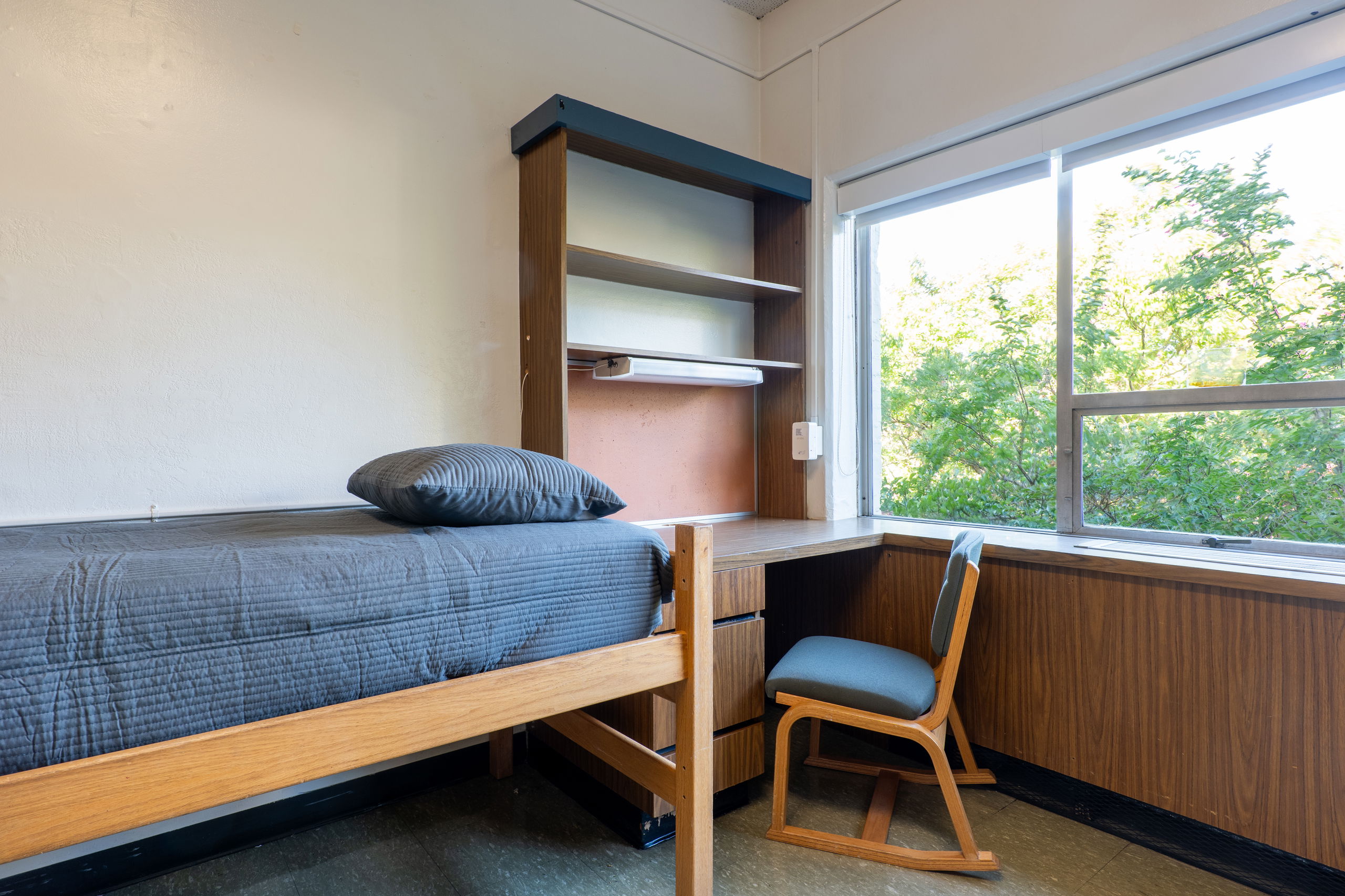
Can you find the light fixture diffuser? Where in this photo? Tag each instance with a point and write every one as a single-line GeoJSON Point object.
{"type": "Point", "coordinates": [685, 373]}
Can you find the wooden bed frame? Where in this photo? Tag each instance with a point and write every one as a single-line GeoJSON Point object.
{"type": "Point", "coordinates": [56, 806]}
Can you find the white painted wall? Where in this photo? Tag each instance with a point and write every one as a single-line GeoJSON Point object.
{"type": "Point", "coordinates": [246, 247]}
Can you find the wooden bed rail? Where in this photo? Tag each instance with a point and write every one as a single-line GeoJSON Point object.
{"type": "Point", "coordinates": [56, 806]}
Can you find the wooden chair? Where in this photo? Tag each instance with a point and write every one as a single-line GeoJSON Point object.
{"type": "Point", "coordinates": [887, 691]}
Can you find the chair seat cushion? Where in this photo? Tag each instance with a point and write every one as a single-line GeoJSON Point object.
{"type": "Point", "coordinates": [856, 674]}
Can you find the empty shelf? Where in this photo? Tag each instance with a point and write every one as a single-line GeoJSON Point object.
{"type": "Point", "coordinates": [656, 275]}
{"type": "Point", "coordinates": [597, 353]}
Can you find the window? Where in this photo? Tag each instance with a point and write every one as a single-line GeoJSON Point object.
{"type": "Point", "coordinates": [1135, 342]}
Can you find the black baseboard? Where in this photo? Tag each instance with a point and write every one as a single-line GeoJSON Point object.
{"type": "Point", "coordinates": [162, 853]}
{"type": "Point", "coordinates": [638, 828]}
{"type": "Point", "coordinates": [1247, 861]}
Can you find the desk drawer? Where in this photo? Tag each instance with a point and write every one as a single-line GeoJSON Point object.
{"type": "Point", "coordinates": [739, 689]}
{"type": "Point", "coordinates": [739, 681]}
{"type": "Point", "coordinates": [736, 592]}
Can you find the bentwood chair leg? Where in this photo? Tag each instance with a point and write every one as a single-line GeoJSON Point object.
{"type": "Point", "coordinates": [781, 797]}
{"type": "Point", "coordinates": [970, 772]}
{"type": "Point", "coordinates": [961, 824]}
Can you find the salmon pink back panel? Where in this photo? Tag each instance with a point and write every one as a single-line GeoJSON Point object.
{"type": "Point", "coordinates": [668, 451]}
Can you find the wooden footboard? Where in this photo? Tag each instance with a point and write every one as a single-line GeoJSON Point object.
{"type": "Point", "coordinates": [56, 806]}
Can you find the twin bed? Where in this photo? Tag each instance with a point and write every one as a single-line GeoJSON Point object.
{"type": "Point", "coordinates": [148, 670]}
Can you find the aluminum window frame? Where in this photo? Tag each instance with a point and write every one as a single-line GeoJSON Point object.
{"type": "Point", "coordinates": [1071, 407]}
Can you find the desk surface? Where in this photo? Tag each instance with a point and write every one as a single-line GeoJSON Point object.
{"type": "Point", "coordinates": [764, 540]}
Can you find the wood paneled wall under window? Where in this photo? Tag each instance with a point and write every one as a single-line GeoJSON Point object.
{"type": "Point", "coordinates": [1218, 704]}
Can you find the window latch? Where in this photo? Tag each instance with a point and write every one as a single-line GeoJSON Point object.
{"type": "Point", "coordinates": [1224, 543]}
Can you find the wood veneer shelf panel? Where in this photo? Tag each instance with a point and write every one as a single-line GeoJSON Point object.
{"type": "Point", "coordinates": [657, 275]}
{"type": "Point", "coordinates": [582, 351]}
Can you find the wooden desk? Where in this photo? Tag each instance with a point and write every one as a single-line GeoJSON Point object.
{"type": "Point", "coordinates": [763, 540]}
{"type": "Point", "coordinates": [1202, 686]}
{"type": "Point", "coordinates": [1206, 688]}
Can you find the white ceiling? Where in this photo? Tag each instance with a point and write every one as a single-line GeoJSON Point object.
{"type": "Point", "coordinates": [757, 7]}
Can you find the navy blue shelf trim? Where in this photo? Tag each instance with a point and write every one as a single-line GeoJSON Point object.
{"type": "Point", "coordinates": [564, 112]}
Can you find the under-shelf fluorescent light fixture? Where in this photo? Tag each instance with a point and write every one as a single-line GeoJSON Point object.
{"type": "Point", "coordinates": [686, 373]}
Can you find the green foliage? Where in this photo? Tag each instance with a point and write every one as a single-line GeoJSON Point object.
{"type": "Point", "coordinates": [1195, 283]}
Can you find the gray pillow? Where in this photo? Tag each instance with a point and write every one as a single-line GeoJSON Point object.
{"type": "Point", "coordinates": [482, 486]}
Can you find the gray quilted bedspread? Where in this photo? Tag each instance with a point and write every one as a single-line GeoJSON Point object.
{"type": "Point", "coordinates": [115, 635]}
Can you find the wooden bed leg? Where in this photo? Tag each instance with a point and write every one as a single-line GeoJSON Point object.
{"type": "Point", "coordinates": [695, 567]}
{"type": "Point", "coordinates": [502, 753]}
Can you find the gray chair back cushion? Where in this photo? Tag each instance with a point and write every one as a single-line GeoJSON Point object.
{"type": "Point", "coordinates": [482, 486]}
{"type": "Point", "coordinates": [966, 549]}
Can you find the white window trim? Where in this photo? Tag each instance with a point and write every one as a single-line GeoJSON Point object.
{"type": "Point", "coordinates": [1254, 69]}
{"type": "Point", "coordinates": [1071, 408]}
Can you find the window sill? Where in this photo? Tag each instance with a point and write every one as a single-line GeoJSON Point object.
{"type": "Point", "coordinates": [763, 540]}
{"type": "Point", "coordinates": [1247, 574]}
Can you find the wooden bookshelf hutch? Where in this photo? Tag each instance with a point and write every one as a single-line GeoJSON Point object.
{"type": "Point", "coordinates": [777, 294]}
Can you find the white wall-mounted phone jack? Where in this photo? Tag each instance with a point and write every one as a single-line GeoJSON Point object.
{"type": "Point", "coordinates": [808, 440]}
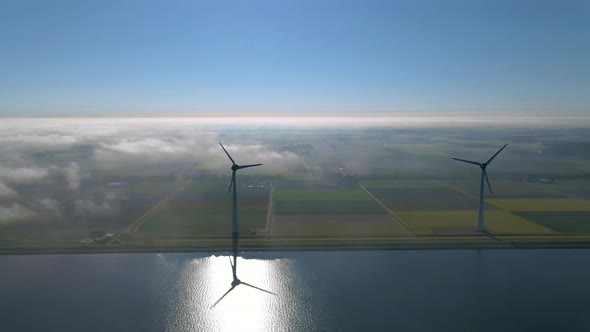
--------
Could you retype exactly the lines running from the one with "Can you find the wooden bookshelf" to the end of the material above, pictures omitted?

# [Completed exercise]
Can you find the wooden bookshelf hutch? Where in this photo? Tag each instance with a point and write every one as a single-line GeoJSON Point object.
{"type": "Point", "coordinates": [777, 294]}
Can you find the white wall-mounted phone jack? Where in this photo? Tag each instance with a point and write every one as a single-line GeoJSON Point object.
{"type": "Point", "coordinates": [808, 440]}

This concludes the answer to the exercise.